News (Media Awareness Project) - US CA: OPED: The Gulag Beat Goes On and On |
Title: | US CA: OPED: The Gulag Beat Goes On and On |
Published On: | 1999-11-11 |
Source: | Los Angeles Times (CA) |
Fetched On: | 2008-09-05 15:56:54 |
THE GULAG BEAT GOES ON AND ON
Criminal justice: Right now, the troubling prison guards' union seems
nearly invincible.
Last Monday, after a poorly prepared prosecution and some curious decisions
by Superior Court Judge Louis Bissig, a Kings County jury found four
Corcoran State Prison guards innocent of charges that they had engineered
the rape of a prisoner, Eddie Dillard, by another inmate notorious for his
sexual predations.
This doesn't close the book on Corcoran. Upcoming in a U.S. district court
in Fresno is the prosecution of eight Corcoran guards on charges partly
arising out of the so-called "gladiator days" first reported by Mark Arax
in The Times, when guards would stage fights between inmates and from time
to time shoot dead one of the antagonists. Those who predicted the recent
acquittal in Kings County express similar reserve about the likelihood that
federal prosecutors will win a guilty verdict, not least because the
accused can argue that they were acting within Corcoran's policy guidelines.
An optimist could argue that though Corcoran's guards have never suffered
the sanction of a guilty verdict, the publicity and investigations have
improved the situation in Corcoran and probably in other prisons, too. The
wave of fatal shootings has subsided.
Pessimists can point to a series of probes sidetracked or deep-sixed by
state agencies, such as the Department of Corrections and the state
attorney general's office in the Dan Lungren era. All this surely
encourages prison guards to conclude that they are beyond sanction.
The guards' union--the California Correctional Peace Officers Assn.--has
come a long way since it won its representation election in 1980, amid the
first surge of the prison building boom. Back then it had 1,600 guards;
today, it has 28,000 guards, a $17-million budget, 17 staff attorneys and
huge political clout. When Greg Strickland, district attorney of Kings
County, prosecuted some Corcoran guards for the infamous "greet the bus"

•••

USING THE INFORMATION:
1) Do statements (a) to (c) agree with the op-ed on the Corcoran prison guards? Answer each with yes or no and quote the words from the op-ed that decide it. (a) A Kings County jury found four Corcoran State Prison guards innocent. (b) The guards' union had 28,000 guards when it won its representation election in 1980. (c) The wave of fatal shootings has grown.
2) From the op-ed on the Corcoran prison guards, copy out the stretch from "An optimist could" through "shootings has subsided." word for word.

DATASET EXCERPT:
•••

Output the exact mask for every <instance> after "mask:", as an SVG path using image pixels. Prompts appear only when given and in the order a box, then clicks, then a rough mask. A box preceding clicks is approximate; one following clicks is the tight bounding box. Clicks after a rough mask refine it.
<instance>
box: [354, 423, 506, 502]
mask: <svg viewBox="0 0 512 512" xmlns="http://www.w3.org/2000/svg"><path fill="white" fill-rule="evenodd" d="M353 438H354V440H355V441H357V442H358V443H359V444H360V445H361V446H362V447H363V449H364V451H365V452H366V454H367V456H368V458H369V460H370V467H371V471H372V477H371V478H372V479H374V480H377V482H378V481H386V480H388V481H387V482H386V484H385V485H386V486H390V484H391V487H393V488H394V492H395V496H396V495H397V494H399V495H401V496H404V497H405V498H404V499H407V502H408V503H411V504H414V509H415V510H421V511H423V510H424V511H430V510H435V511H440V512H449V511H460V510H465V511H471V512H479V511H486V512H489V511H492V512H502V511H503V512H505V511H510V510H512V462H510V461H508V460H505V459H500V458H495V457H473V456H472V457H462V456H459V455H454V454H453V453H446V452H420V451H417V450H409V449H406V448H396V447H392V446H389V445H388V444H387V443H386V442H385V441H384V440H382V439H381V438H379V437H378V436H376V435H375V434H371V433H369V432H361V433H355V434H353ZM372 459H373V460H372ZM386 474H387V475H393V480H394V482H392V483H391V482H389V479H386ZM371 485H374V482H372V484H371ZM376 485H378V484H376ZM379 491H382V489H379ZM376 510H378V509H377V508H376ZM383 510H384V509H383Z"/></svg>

•••

ANSWERS:
1)
(a) Yes: "a Kings County jury found four Corcoran State Prison guards innocent"
(b) No: "Back then it had 1,600 guards"
(c) No: "The wave of fatal shootings has subsided."

2)
An optimist could argue that though Corcoran's guards have never suffered
the sanction of a guilty verdict, the publicity and investigations have
improved the situation in Corcoran and probably in other prisons, too. The
wave of fatal shootings has subsided.